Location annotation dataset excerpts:
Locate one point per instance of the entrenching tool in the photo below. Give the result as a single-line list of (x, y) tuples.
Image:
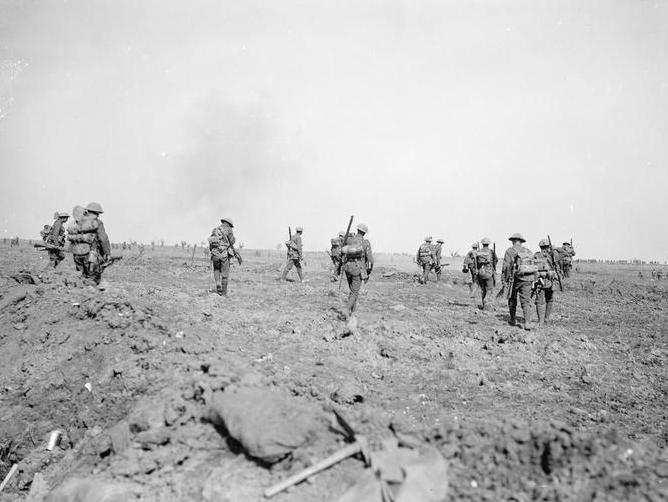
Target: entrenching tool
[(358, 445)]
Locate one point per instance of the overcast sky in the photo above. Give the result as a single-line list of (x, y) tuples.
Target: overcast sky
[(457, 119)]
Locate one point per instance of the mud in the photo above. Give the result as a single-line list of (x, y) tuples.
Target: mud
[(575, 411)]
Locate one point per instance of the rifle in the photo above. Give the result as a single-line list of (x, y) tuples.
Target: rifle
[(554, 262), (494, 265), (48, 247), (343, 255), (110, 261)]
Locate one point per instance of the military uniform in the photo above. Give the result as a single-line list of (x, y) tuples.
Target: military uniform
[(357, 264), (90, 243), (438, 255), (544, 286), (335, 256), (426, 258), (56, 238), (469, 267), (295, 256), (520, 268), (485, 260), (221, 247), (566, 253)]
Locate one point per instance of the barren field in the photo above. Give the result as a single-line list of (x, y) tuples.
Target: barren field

→ WORK TO DO
Reproduce all of the rows above word for word, leaving the picture out of your copy.

→ RESULT OF THIS TASK
Locate one point per instance of the entrenching tool in the photo below. Give the result as a single-line list of (x, y) tuples.
Image:
Target: entrenching tool
[(358, 445)]
Locate one point per instance of the overcast sky in the photo above. Give the result as a single-line list of (x, y) tuples.
Target: overcast sky
[(457, 119)]
Locate one point per instance of the mud in the photo above. Give the result as a single-line list of (x, y) tuples.
Target: mud
[(575, 411)]
Locate one point per instance of the rifle in the photo above. Give the result as a single-line list of (x, y) tuples.
Target: rifle
[(554, 262), (494, 265), (48, 247), (343, 255), (110, 261)]
Locate one point per instance of the military uniform in the photo above. Give the result as a single-line list of (x, y) tuples.
Target: military uniform
[(357, 264), (90, 243), (438, 255), (544, 286), (335, 256), (426, 258), (56, 238), (469, 267), (295, 256), (520, 268), (485, 260), (221, 247), (566, 253)]
Locate one point per instance of the barren field in the photo above. Give the result as a single-line list of (x, y) tuples.
Target: barren field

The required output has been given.